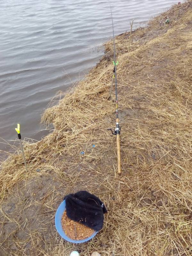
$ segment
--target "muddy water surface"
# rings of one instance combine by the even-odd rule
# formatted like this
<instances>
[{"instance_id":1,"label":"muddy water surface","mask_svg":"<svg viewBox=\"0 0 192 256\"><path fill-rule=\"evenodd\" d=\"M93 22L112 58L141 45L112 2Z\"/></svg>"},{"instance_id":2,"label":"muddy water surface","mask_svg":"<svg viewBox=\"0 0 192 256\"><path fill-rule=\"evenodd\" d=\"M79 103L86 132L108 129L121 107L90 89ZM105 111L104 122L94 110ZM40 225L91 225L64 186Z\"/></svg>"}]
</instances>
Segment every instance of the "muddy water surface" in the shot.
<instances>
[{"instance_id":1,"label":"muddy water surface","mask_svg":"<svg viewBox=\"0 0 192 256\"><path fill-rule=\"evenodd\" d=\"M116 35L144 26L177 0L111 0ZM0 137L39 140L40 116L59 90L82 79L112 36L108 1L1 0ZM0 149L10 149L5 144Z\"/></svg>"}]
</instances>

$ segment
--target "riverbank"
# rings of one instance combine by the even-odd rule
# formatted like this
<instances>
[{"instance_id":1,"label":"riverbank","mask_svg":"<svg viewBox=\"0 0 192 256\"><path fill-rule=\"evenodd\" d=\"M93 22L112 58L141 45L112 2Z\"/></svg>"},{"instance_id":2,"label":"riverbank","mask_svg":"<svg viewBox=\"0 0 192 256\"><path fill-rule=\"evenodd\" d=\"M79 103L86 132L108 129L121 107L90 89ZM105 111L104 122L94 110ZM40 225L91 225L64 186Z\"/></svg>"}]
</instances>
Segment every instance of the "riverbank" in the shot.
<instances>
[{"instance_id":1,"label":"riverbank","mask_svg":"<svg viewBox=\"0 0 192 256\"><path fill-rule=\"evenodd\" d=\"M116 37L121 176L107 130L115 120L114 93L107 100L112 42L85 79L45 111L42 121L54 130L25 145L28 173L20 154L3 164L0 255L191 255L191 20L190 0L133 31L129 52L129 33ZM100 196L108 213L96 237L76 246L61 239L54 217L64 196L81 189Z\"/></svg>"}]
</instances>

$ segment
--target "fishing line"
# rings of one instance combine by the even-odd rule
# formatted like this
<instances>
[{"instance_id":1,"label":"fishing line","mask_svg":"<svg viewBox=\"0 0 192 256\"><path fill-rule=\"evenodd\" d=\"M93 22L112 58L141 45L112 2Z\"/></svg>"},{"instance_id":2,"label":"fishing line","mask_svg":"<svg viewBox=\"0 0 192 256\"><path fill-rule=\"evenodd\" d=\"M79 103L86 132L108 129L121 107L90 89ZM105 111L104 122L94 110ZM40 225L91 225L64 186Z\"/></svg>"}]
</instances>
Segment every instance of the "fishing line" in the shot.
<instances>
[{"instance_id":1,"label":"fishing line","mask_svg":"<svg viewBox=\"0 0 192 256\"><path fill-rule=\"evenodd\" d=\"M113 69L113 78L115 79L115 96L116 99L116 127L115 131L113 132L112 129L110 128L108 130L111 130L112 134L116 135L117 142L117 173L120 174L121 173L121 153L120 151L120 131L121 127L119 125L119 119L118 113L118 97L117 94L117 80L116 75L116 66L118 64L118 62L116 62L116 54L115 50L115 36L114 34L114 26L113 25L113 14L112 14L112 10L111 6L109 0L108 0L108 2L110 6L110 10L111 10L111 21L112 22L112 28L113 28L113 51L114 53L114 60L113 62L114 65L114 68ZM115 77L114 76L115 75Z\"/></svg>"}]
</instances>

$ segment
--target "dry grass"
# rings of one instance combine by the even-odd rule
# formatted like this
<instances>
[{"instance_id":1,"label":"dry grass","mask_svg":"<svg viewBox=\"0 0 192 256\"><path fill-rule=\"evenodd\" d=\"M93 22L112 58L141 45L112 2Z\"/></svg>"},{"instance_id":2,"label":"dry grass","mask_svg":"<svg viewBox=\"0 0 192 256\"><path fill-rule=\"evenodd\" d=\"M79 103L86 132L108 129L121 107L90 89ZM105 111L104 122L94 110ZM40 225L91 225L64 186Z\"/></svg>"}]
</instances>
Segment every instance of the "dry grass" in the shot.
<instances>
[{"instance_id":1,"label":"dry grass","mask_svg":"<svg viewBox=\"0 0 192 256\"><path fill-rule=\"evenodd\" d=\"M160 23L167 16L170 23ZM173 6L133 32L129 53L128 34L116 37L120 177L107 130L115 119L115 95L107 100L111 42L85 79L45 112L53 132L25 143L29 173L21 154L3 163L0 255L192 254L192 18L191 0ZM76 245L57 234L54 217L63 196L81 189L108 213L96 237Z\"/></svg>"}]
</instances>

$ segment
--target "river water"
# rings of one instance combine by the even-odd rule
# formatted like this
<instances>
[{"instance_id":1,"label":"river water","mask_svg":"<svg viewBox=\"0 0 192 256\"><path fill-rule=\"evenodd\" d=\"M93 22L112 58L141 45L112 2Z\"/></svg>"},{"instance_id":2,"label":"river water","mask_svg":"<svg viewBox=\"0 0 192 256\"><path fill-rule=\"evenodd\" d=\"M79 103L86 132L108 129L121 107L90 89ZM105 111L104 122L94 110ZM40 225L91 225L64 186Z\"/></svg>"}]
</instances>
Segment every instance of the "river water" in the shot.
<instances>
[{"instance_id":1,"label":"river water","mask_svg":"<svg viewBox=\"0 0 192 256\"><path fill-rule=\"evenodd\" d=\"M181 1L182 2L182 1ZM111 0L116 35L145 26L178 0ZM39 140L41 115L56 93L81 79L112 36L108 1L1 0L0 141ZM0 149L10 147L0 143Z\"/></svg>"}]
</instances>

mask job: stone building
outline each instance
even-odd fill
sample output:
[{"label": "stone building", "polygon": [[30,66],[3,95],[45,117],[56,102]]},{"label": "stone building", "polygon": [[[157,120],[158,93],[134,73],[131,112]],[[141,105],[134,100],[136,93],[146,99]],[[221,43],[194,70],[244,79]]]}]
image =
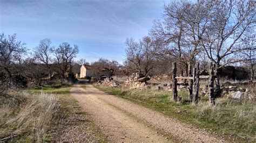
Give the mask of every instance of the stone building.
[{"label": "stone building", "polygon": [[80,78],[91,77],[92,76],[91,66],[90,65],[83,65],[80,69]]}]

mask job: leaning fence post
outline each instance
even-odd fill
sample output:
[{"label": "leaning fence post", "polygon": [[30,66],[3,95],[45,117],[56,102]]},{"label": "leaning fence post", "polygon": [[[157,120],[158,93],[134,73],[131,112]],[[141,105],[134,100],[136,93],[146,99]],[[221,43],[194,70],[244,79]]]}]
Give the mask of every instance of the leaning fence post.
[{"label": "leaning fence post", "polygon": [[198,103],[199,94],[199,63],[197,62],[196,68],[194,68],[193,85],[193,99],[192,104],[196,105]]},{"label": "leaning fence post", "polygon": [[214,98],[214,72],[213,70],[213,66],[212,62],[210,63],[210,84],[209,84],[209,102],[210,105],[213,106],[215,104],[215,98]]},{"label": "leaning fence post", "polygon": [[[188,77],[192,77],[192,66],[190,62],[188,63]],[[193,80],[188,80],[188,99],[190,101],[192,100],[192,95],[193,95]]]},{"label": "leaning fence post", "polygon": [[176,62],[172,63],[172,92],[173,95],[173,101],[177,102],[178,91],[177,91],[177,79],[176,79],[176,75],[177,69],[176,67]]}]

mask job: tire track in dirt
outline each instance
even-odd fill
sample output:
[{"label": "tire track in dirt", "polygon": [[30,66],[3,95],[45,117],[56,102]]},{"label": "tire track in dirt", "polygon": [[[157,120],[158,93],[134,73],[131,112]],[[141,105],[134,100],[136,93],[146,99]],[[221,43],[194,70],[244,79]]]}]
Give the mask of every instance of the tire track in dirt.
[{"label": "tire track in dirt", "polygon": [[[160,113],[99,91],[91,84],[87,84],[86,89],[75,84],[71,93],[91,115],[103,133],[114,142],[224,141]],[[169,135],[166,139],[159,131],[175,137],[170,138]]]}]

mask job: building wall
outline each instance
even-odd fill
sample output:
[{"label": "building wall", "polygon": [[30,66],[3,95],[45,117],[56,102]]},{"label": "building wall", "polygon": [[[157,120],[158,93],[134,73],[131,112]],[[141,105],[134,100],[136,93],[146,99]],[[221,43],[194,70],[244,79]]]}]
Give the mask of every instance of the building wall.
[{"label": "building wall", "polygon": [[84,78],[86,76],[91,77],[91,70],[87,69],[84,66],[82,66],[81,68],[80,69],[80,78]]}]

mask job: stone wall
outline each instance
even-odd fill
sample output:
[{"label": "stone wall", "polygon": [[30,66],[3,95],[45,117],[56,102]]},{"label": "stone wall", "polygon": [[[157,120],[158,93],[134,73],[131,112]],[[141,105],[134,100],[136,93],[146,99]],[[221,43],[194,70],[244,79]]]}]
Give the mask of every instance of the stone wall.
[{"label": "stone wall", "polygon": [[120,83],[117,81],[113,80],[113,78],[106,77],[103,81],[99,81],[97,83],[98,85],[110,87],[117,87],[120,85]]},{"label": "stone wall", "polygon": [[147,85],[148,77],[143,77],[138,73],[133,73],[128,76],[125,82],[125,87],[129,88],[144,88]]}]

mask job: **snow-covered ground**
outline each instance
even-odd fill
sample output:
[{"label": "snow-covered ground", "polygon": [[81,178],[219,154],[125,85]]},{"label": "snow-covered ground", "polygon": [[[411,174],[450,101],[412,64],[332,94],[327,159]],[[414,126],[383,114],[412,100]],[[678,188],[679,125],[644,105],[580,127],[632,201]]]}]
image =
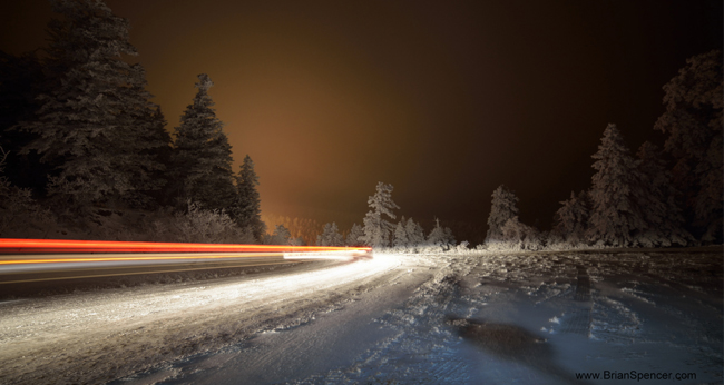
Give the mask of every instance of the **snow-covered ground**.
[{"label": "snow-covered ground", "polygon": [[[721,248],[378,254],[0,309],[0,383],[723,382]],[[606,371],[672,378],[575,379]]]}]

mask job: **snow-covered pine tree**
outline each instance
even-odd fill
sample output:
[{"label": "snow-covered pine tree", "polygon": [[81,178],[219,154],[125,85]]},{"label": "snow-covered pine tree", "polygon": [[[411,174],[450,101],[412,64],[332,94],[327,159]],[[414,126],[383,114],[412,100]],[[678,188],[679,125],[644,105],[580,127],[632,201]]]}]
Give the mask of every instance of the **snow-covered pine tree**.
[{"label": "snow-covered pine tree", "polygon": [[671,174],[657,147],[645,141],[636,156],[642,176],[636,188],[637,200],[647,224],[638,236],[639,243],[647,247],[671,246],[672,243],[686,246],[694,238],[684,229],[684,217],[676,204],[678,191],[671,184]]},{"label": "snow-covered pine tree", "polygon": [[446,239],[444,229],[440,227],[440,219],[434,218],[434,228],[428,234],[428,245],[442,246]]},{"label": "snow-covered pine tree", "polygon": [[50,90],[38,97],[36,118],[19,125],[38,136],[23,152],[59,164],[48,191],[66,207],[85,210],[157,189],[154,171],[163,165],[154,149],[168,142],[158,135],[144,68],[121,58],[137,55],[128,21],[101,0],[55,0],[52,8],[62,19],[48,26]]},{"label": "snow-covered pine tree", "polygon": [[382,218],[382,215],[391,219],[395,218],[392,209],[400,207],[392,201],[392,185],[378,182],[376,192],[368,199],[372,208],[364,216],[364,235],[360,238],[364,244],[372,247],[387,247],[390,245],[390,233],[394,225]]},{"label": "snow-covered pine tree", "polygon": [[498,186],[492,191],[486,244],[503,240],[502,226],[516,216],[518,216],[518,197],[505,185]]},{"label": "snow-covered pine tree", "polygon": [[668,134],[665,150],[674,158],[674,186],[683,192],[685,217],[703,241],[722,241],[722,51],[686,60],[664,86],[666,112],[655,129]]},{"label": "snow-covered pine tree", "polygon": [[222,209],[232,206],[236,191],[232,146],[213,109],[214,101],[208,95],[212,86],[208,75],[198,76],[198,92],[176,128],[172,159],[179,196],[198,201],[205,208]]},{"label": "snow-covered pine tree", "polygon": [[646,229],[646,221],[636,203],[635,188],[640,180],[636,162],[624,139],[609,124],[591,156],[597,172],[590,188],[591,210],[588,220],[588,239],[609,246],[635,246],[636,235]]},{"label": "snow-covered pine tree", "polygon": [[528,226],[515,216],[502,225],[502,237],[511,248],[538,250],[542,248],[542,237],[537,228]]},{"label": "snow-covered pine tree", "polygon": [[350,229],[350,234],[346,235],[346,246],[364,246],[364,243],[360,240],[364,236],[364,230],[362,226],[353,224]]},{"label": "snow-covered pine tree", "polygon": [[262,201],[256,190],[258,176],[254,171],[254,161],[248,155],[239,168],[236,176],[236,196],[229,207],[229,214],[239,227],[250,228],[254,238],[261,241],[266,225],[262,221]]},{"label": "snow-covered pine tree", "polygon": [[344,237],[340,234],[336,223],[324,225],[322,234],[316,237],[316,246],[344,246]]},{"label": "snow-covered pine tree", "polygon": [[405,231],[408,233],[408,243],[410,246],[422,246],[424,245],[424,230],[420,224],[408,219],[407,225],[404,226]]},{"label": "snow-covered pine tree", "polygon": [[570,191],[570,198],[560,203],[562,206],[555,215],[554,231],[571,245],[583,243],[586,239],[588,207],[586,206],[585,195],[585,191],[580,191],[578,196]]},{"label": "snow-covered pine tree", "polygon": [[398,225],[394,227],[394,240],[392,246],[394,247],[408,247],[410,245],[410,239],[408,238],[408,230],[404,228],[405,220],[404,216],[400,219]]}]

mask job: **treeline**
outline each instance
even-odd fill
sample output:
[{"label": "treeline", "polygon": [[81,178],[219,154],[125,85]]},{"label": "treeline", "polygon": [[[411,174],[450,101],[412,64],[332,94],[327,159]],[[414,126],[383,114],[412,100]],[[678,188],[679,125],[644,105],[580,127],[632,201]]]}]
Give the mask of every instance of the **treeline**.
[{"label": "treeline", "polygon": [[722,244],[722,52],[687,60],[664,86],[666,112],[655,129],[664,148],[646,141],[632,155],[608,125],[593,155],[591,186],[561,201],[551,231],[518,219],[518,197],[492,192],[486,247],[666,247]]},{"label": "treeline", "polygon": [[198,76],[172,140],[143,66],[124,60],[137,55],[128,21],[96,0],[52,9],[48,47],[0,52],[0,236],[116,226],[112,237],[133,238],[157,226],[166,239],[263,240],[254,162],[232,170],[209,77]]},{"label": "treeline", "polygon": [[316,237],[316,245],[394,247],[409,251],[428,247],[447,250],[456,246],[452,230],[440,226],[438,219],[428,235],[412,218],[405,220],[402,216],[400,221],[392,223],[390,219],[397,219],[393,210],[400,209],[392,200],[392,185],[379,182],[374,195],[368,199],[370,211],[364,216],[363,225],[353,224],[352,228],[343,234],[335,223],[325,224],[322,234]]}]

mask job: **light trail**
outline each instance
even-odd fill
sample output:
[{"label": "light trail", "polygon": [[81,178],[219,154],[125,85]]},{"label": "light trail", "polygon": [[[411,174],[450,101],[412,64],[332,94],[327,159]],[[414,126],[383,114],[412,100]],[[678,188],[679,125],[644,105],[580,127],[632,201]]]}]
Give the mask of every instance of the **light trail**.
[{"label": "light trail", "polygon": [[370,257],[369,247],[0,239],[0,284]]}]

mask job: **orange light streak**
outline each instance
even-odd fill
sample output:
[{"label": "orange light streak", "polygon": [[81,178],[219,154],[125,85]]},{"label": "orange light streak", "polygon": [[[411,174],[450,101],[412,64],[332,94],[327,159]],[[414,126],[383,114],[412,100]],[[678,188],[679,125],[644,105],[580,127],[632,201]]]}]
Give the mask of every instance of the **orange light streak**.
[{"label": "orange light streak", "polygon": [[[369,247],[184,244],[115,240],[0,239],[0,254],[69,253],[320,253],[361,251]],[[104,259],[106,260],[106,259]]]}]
* * * * * * * * *
__DIRECTIONS__. Extract the material word for word, starting at the line that contains "mask job: **orange light streak**" and ending with the last line of the material.

__EXERCISE RESPONSE__.
mask job: **orange light streak**
outline each instance
even-odd fill
sample output:
[{"label": "orange light streak", "polygon": [[81,178],[219,154],[125,85]]},{"label": "orange light streak", "polygon": [[[411,174],[450,101],[412,64],[332,94],[327,159]],[[414,126],[383,114],[412,100]],[[678,188],[679,125],[644,105],[580,127],[632,201]]]}]
Give the mask of every instance of the **orange light streak**.
[{"label": "orange light streak", "polygon": [[[369,247],[184,244],[115,240],[0,239],[0,254],[69,253],[320,253],[361,251]],[[104,259],[106,260],[106,259]]]}]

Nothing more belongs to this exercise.